次の項目をすべて書き直し、「screenshot」を「image」に置き換えてください。ほかの部分は一切変えない。

▶ [元資料]
★ ★ ★ ★ ★

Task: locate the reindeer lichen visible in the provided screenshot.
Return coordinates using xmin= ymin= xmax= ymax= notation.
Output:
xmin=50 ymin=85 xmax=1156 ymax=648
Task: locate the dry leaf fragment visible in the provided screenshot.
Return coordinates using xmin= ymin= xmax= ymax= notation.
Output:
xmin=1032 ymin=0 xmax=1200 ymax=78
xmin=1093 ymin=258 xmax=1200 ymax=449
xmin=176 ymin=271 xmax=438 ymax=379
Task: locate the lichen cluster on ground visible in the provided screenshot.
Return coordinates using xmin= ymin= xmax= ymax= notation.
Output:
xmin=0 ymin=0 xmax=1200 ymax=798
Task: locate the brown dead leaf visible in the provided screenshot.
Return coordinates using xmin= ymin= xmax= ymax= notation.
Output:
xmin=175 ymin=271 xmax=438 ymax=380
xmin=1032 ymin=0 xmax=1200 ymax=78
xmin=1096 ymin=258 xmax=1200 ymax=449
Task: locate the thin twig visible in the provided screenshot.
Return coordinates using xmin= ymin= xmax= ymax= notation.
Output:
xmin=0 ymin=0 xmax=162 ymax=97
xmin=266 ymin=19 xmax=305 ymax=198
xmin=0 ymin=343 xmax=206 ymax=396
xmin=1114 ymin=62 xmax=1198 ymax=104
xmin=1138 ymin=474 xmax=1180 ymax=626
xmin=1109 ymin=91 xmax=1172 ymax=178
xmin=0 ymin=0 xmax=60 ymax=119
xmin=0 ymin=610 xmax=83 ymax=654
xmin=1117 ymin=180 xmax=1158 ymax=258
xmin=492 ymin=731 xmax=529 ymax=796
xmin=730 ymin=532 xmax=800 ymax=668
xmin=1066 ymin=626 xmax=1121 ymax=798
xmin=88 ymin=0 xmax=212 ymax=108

★ ★ ★ ★ ★

▶ [出力結果]
Task: locate the reindeer lichen visible in the provided image.
Return coordinates using xmin= ymin= xmax= ymax= notation.
Output:
xmin=50 ymin=85 xmax=1156 ymax=648
Task: locate the dry leaf fragment visible in the provided image.
Return coordinates using xmin= ymin= xmax= ymax= notation.
Output:
xmin=1032 ymin=0 xmax=1200 ymax=78
xmin=1093 ymin=258 xmax=1200 ymax=449
xmin=176 ymin=271 xmax=438 ymax=379
Task: locate the lichen cluster on ground visible in the provided image.
Return coordinates using xmin= ymin= xmax= ymax= notation.
Output:
xmin=0 ymin=0 xmax=1200 ymax=798
Task: locate the brown dead leaf visible in the provided image.
Return coordinates using xmin= ymin= xmax= ymax= notation.
Output:
xmin=175 ymin=271 xmax=438 ymax=380
xmin=1032 ymin=0 xmax=1200 ymax=78
xmin=1096 ymin=258 xmax=1200 ymax=449
Task: locate the thin twig visible in the provided image.
Return coordinates using xmin= ymin= xmax= ymax= notation.
Output:
xmin=0 ymin=0 xmax=162 ymax=97
xmin=266 ymin=19 xmax=305 ymax=198
xmin=0 ymin=343 xmax=206 ymax=396
xmin=1114 ymin=62 xmax=1198 ymax=104
xmin=1138 ymin=474 xmax=1180 ymax=626
xmin=1109 ymin=91 xmax=1172 ymax=178
xmin=0 ymin=0 xmax=60 ymax=119
xmin=0 ymin=610 xmax=83 ymax=654
xmin=1117 ymin=180 xmax=1158 ymax=258
xmin=492 ymin=731 xmax=529 ymax=796
xmin=730 ymin=532 xmax=800 ymax=668
xmin=1066 ymin=626 xmax=1121 ymax=798
xmin=88 ymin=0 xmax=212 ymax=108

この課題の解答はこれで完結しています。